(Images for object localization)
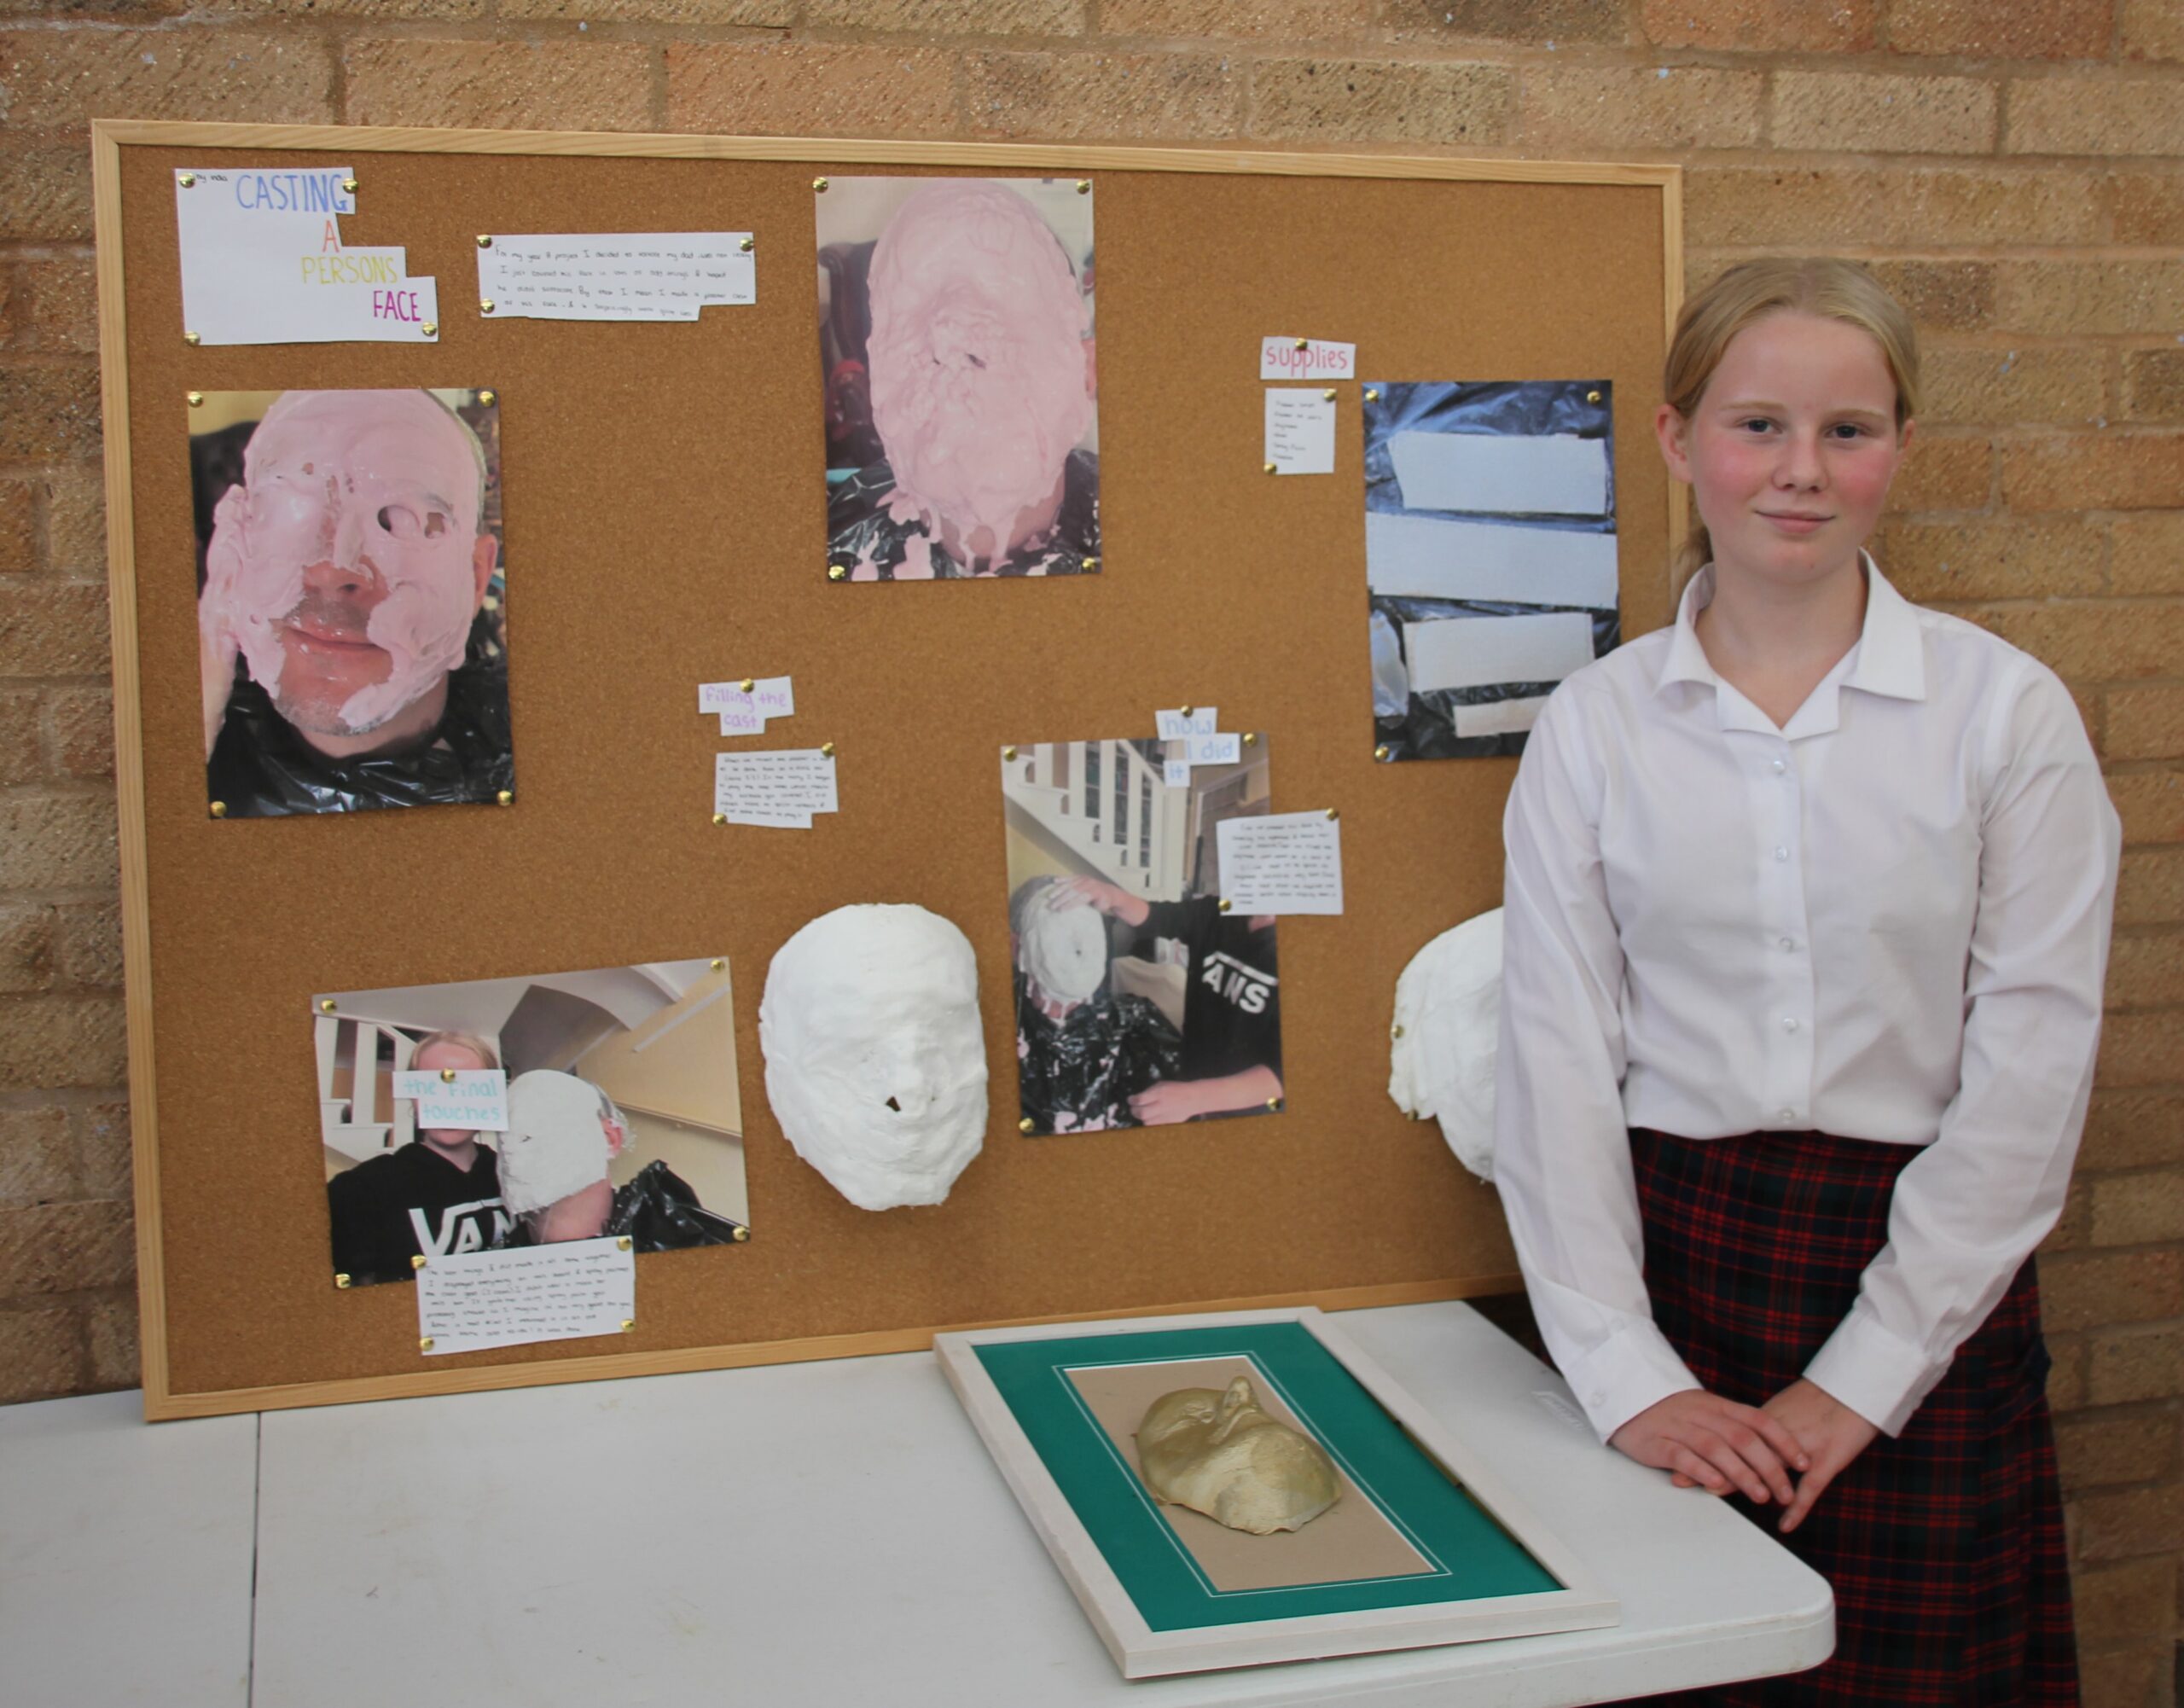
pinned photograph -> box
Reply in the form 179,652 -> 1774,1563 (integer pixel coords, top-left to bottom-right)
315,960 -> 746,1287
1000,736 -> 1282,1136
818,176 -> 1098,580
191,388 -> 512,817
1362,381 -> 1618,759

ABOUT THIS TASK: The answer is the complete set of records, copied exactly, with pictures omitted.

RESPONSE BOX:
pinned photograph -> box
Reply in the form 179,652 -> 1774,1563 (integer pixel coords, top-left to bottom-right)
315,960 -> 746,1287
1000,736 -> 1282,1136
818,176 -> 1098,580
191,388 -> 512,817
1362,381 -> 1618,759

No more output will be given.